> _TEXT PROVIDED_:
====
🇬🇧 English Sentiment Analysis — Fine-tuned RoBERTa-Large
A Fine-tuned RoBERTa-Large Model for 3-Class English Sentiment Classification
Trained on educational and consumer feedback data for high-precision sentiment understanding
1. Model Overview
This model is a fine-tuned RoBERTa-Large classifier for English sentiment analysis, adapted from siebert/sentiment-roberta-large-english. It classifies English text into three sentiment categories — Positive, Neutral, and Negative — with high confidence and strong generalization across diverse feedback domains.
The model was trained on a curated dataset of English-language educational and consumer feedback, and achieves 92.12% accuracy on the held-out test set, making it well-suited for production-grade NLP pipelines.
2. Model Details
| Attribute | Value |
|---|---|
| Base Model | siebert/sentiment-roberta-large-english |
| Architecture | RoBERTa-Large (Transformer Encoder) |
| Task | 3-class Sentiment Classification |
| Classes | Negative (0), Neutral (1), Positive (2) |
| Total Parameters | 355,362,819 (~355M) |
| Model Size | ~1.42 GB |
| Max Sequence Length | 256 tokens |
| Training Framework | Hugging Face Transformers + PyTorch |
| Compute | Mixed Precision (FP16) |
| Repository | tahamueed23/english-sentiment-roberta-large |
| Last Updated | February 22, 2026 |
| Author | Taha Mueed |
3. Intended Use
This model is designed for any downstream task that requires classifying the sentiment of English text into three categories: Positive, Neutral, or Negative.
| Domain | Application |
|---|---|
| 🎓 Education | Student feedback analysis, course evaluation, teacher reviews |
| 🛒 E-commerce | Product review classification, customer satisfaction scoring |
| 📱 Social Media | Comment moderation, brand monitoring, opinion mining |
| 🏢 Customer Support | Ticket sentiment tagging, call centre transcript analysis |
| 🏥 Healthcare | Patient experience reviews, hospital feedback analysis |
| 📊 Market Research | Consumer opinion tracking, NPS survey classification |
| 🛡️ Content Moderation | Detecting hostile or negative user-generated content |
Out-of-Scope Use
This model is designed for English-only input. It is not suitable for multilingual text, code-switched content, or non-English languages. It was also not trained for tasks like emotion detection beyond sentiment polarity, toxicity classification, or stance detection.
4. Dataset Description
The training data was sourced from a multilingual academic feedback dataset hosted on Google Sheets, containing 50,056 records across five languages. Only English-language entries were selected for this model's training.
Full Dataset Composition (N = 50,056)
| Language | Count | Percentage |
|---|---|---|
| Roman Urdu | 16,916 | 33.79% |
| Urdu | 16,782 | 33.52% |
| English | 16,355 | 32.67% |
| Mixed / Other | 3 | 0.01% |
English Subset — After Filtering and Cleaning (N = 15,650)
====
> _Collection entries_:
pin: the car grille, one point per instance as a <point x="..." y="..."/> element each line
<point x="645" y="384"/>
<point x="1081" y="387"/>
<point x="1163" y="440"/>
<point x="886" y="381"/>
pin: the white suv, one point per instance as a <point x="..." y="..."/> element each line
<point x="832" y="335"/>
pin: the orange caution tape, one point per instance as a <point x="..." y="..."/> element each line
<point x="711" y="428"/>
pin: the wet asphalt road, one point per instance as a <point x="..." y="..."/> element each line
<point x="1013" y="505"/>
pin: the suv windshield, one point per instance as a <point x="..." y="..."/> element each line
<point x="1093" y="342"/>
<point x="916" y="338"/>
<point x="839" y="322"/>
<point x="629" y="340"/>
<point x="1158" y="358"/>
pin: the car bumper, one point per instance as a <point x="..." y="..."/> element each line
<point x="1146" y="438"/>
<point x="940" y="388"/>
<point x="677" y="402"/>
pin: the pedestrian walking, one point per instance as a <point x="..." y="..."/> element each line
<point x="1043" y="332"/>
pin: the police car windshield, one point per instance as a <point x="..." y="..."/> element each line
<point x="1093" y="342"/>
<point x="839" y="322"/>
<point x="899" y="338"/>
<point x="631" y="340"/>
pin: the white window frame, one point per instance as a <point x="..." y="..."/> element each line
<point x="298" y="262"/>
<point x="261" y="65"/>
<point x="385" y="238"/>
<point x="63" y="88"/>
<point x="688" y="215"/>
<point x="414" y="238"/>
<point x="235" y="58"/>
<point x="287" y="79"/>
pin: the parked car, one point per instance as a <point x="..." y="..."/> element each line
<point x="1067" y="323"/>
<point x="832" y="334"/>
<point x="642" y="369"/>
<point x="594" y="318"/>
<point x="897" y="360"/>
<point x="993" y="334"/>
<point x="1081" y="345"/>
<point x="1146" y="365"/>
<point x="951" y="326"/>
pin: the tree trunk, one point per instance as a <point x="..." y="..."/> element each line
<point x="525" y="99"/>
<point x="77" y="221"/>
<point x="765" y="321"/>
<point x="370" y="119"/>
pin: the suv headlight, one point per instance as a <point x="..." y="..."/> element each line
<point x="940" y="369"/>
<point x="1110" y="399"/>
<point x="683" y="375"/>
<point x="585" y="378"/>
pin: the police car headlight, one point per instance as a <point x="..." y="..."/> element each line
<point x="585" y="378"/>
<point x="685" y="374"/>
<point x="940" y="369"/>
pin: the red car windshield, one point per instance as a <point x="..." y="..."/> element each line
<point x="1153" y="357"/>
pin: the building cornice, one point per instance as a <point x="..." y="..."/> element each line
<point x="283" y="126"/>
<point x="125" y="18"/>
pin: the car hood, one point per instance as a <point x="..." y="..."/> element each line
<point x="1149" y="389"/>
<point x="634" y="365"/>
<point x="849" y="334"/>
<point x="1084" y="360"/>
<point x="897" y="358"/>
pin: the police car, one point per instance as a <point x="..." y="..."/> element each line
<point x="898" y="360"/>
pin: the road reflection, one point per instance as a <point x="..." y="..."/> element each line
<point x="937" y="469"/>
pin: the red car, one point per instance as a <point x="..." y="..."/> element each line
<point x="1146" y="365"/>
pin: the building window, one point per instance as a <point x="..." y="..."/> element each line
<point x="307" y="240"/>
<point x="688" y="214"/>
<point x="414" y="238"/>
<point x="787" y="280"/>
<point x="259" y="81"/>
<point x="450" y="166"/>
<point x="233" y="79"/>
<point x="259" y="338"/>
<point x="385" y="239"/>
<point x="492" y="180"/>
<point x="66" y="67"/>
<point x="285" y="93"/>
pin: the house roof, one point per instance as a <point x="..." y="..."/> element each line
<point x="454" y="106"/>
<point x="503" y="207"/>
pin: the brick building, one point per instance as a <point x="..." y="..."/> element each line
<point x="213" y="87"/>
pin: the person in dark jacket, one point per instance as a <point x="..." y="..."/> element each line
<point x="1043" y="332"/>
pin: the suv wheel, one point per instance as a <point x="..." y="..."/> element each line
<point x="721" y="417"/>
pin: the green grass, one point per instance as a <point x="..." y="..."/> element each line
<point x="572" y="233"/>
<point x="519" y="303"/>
====
> _EXERCISE GOAL_:
According to the sentiment model card, what accuracy does the model achieve on the held-out test set?

> _TASK OUTPUT_:
92.12%